Items listed in a dataset
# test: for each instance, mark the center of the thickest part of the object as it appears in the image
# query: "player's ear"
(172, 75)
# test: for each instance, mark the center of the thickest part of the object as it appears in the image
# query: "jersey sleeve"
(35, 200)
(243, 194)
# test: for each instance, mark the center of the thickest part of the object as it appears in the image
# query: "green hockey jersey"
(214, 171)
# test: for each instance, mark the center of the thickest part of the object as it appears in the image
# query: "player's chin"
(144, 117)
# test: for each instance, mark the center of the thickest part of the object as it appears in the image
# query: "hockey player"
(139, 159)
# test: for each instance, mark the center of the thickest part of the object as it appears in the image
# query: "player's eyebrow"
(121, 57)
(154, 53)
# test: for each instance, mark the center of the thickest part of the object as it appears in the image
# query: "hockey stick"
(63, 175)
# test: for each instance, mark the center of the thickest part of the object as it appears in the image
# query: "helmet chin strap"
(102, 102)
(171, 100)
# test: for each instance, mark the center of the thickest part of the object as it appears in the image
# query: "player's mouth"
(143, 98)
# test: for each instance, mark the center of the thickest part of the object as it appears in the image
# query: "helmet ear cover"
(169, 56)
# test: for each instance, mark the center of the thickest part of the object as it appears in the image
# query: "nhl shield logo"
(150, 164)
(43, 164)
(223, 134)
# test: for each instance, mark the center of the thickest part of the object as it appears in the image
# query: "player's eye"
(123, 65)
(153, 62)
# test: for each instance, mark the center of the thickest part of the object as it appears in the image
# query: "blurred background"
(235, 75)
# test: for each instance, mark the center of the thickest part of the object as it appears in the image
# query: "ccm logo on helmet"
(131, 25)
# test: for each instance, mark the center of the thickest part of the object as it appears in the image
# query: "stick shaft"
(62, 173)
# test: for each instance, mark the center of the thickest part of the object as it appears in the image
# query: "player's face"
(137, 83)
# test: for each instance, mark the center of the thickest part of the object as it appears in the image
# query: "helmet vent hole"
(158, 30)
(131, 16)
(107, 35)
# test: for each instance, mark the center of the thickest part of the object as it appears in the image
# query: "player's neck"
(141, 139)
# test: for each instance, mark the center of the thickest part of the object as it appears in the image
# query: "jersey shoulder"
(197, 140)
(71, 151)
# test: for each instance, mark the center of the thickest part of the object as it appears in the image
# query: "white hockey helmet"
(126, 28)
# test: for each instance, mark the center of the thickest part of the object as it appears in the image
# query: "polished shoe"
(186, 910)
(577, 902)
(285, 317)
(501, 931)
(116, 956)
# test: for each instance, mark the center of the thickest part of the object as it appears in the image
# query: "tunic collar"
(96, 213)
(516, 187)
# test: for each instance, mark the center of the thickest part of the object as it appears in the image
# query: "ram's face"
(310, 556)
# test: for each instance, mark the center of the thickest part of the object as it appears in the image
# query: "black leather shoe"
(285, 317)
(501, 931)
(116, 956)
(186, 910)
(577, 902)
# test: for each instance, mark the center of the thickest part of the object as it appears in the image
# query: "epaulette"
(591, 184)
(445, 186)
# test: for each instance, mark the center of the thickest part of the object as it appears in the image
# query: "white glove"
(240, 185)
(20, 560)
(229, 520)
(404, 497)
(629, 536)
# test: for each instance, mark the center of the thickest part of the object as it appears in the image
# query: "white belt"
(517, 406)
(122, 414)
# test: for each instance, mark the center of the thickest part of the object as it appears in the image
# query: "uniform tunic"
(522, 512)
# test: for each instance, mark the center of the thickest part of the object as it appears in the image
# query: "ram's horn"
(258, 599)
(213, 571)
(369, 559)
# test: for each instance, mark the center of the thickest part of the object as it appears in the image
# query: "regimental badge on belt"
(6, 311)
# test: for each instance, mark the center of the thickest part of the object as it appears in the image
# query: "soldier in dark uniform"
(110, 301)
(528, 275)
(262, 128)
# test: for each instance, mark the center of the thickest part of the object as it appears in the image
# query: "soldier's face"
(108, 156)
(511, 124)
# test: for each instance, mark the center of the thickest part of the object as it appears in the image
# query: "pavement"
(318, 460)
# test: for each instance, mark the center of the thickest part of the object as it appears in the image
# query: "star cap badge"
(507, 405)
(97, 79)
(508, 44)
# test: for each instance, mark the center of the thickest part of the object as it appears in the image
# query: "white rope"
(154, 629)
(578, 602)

**About this task**
All the entries above are to be transcribed without any alteration.

**Answer to this exercise**
# test: for each instance, mark the center of the thickest part of the object as it appears in the image
# query: "player's ear"
(172, 75)
# test: for each instance, mark the center of the thickest part of the object as it appears in the image
# query: "jersey sleeve"
(35, 200)
(243, 194)
# test: for each instance, mark the center of the thickest part of the object as it appears in the image
# query: "green hockey jersey"
(214, 171)
# test: for each instance, mark the center of the thickest part of the object as it appears in the image
# query: "player's chin"
(144, 117)
# test: for each instance, mark the center of the thickest part of the object as it appears in the image
# query: "hockey player"
(139, 159)
# test: for each instance, mark the center of the thickest part of the object as it appears in the image
# query: "player's eyebrow"
(121, 57)
(154, 53)
# test: for each instance, mark the center of the thickest part of the object as it appears in the image
# query: "hockey stick"
(63, 175)
# test: for each instance, mark the center of the thickest part of the object as it appears in the image
# query: "helmet chin strap"
(102, 102)
(171, 100)
# test: for each instance, mark the center of the thickest part of the object as it appears in the image
# query: "player's mouth"
(143, 98)
# test: for each instance, mark the center of the thickest part of the object as it appears in the image
# query: "helmet ear cover"
(169, 56)
# test: for each instance, mark the center of the thickest part of the object as it appears in the image
# query: "nhl shield logo"
(150, 164)
(43, 164)
(223, 134)
# test: for each instance, mark the center of the thickest part of the object as it appears in the image
# query: "player's eye"
(123, 65)
(153, 62)
# test: for each instance, mark the center of the thickest part of the object as it appears in the image
# query: "blurred background"
(235, 75)
# test: for each instance, mark the center of the thickest part of the object as it appears in the image
# query: "ccm logo on helmet"
(131, 25)
# test: for each instance, mark the center of the thickest part of the object as it appears in the image
# query: "stick shaft"
(62, 173)
# test: for each instance, mark the center of the thickest part of the object as it appears in the image
# query: "player's face"
(137, 83)
# test: for each instance, mark the center of the thickest part of the object as it appears in the image
# query: "helmet vent hole"
(158, 30)
(131, 16)
(107, 35)
# test: for each instance, mark the center of the thickest part of the object as it appears in the image
# query: "player's neck"
(141, 139)
# test: for each instance, mark the center of the thickest part of the object as it appears in the image
# query: "jersey shoulder"
(197, 140)
(71, 151)
# test: for each instance, mark the center of the thickest part of the object as it appears in the image
# query: "white hockey helmet"
(126, 28)
# test: for each instance, mark the center of the thickest part of the object as it appears in the image
# query: "polished shoe"
(186, 910)
(577, 902)
(285, 317)
(501, 931)
(116, 956)
# test: for each instance, mark the center of the thickest part of the object as it appears in the image
# query: "tunic collar"
(96, 213)
(516, 187)
# test: for each instance, mark the center of the thickest part of the object as it appears in the image
# query: "ram's face"
(310, 556)
# test: for each instance, mark the center of the thickest part of the object as it appears in the image
# query: "black leather shoe"
(285, 317)
(501, 931)
(116, 956)
(186, 910)
(577, 902)
# test: for each instance, mark the center of the thickest part of the object as it appears in the image
# query: "epaulette"
(591, 184)
(445, 186)
# test: for each instance, mark the center of the thickest part of the object as it appears in the image
# query: "white glove"
(240, 185)
(20, 560)
(229, 520)
(404, 497)
(629, 536)
# test: for each instance, mark the center of the thickest part of the object as it appears in the image
# query: "white belt"
(517, 406)
(122, 414)
# test: for each instance, mark the center of the thickest part of the object as it appears in the image
# query: "uniform tunic"
(522, 512)
# test: for each instance, mark the center of the thickest part of the object as it appears in the image
# query: "ram's horn"
(258, 599)
(213, 571)
(369, 559)
# test: for each instance, mark the center of the thickest part of the object as it appears in the image
# query: "regimental badge on belt"
(6, 311)
# test: for each instance, mark the center of the thickest part of the object as it appears in the image
# query: "soldier in dark uniform"
(110, 301)
(528, 275)
(262, 128)
# test: for each instance, mark the center of the thickest part of the object as it appears in the image
# query: "soldier's face"
(108, 156)
(511, 124)
# test: for each instance, mark the center of the thickest part of the object as it appears in the image
# query: "pavement"
(318, 460)
# test: for each instance, mark the center of the thickest part of the object as it appears in the image
# query: "star cap badge"
(507, 405)
(97, 79)
(508, 44)
# test: for each instance, mark the center of the thickest part of the object as it appears in the image
# query: "white rope"
(154, 629)
(578, 602)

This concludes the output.